(Texte à lire):
================
Carl Rogers, psychologue humaniste réputé pour son approche centrée sur la personne, a exploré vers la fin de sa carrière une dimension intuitive et spirituelle dans sa pratique thérapeutique. Bien que longtemps sceptique quant à ces phénomènes, il en vient à reconnaître explicitement leur importance dans son ouvrage de référence, A Way of Being (1980).
Des états de conscience élargis
Rogers témoigne d’expériences où il accède à une forme de conscience modifiée, lui permettant de se connecter profondément avec ses clients :
« Lorsque je suis au mieux de ma forme, en tant qu’animateur de groupe ou thérapeute, je découvre une autre caractéristique. Je constate que lorsque je suis le plus proche de mon moi intérieur et intuitif, lorsque je suis en quelque sorte en contact avec l’inconnu qui est en moi, lorsque je suis peut-être dans un état de conscience légèrement modifié, alors tout ce que je fais semble être plein de guérison. Alors, ma simple présence libère et aide l’autre. » — Carl Rogers, A Way of Being (1980, p.129)
================
(Matériel fourni):

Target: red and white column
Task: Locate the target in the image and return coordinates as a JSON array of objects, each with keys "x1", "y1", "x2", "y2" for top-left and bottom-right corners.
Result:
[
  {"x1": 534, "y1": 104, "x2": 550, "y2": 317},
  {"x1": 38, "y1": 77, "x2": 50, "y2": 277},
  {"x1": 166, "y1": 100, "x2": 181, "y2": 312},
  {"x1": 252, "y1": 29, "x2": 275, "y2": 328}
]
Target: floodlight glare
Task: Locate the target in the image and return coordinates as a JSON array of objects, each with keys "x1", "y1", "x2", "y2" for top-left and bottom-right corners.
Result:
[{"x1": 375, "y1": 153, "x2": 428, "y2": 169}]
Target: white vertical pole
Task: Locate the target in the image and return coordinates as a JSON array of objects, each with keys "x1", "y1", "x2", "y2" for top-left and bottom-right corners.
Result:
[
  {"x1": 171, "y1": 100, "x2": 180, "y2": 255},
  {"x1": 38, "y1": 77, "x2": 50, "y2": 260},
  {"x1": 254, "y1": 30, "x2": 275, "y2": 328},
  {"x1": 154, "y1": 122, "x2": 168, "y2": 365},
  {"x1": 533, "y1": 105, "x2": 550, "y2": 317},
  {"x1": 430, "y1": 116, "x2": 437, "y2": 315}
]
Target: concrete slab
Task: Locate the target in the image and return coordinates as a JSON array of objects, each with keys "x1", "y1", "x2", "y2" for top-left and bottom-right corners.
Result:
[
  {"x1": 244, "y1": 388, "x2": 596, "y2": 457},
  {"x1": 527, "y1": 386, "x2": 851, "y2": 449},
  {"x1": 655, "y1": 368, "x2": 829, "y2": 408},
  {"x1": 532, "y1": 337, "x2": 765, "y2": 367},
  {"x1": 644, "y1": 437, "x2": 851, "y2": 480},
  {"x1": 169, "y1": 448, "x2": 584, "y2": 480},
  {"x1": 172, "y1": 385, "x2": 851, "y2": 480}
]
================
(Consigne 1):
Dans la citation du texte sur Carl Rogers, relevez chaque passage qui commence par « lorsque » (avec ou sans majuscule) et citez-le jusqu'à la virgule suivante.
(Consigne 2):
Poursuivez le texte sur Carl Rogers à la suite de sa dernière phrase.

(Réponse finale 1):
- Lorsque je suis au mieux de ma forme
- lorsque je suis le plus proche de mon moi intérieur et intuitif
- lorsque je suis en quelque sorte en contact avec l'inconnu qui est en moi
- lorsque je suis peut-être dans un état de conscience légèrement modifié

(Réponse finale 2):
Ces moments intuitifs échappent au contrôle rationnel de Rogers. Il souligne leur aspect inexplicable mais profondément bénéfique :
« Il n’y a rien que je puisse faire pour forcer cette expérience, mais lorsque je peux me détendre et être proche du noyau transcendantal qui est en moi, je peux alors me comporter de manière étrange et impulsive dans la relation, des manières que je ne peux pas justifier rationnellement, qui n’ont rien à voir avec mes processus de pensée. Mais ces comportements étranges se révèlent justes, d’une manière étrange : il semble que mon esprit intérieur ait atteint et touché l’esprit intérieur de l’autre. » — Carl Rogers, A Way of Being (1980, p.129)
L’émergence de la dimension spirituelle
Rogers reconnaît la dimension transcendante ou spirituelle de ces expériences, dépassant le cadre purement psychologique :
« Nos expériences en thérapie, et en groupe, impliquent clairement ce qu’il y a de transcendant, d’indescriptible, de spirituel. Je suis contraint de croire que, moi, comme beaucoup d’autres, j’ai sous-estimé l’importance de cette dimension mystique et spirituelle. » — Carl Rogers, A Way of Being (1980, p.130)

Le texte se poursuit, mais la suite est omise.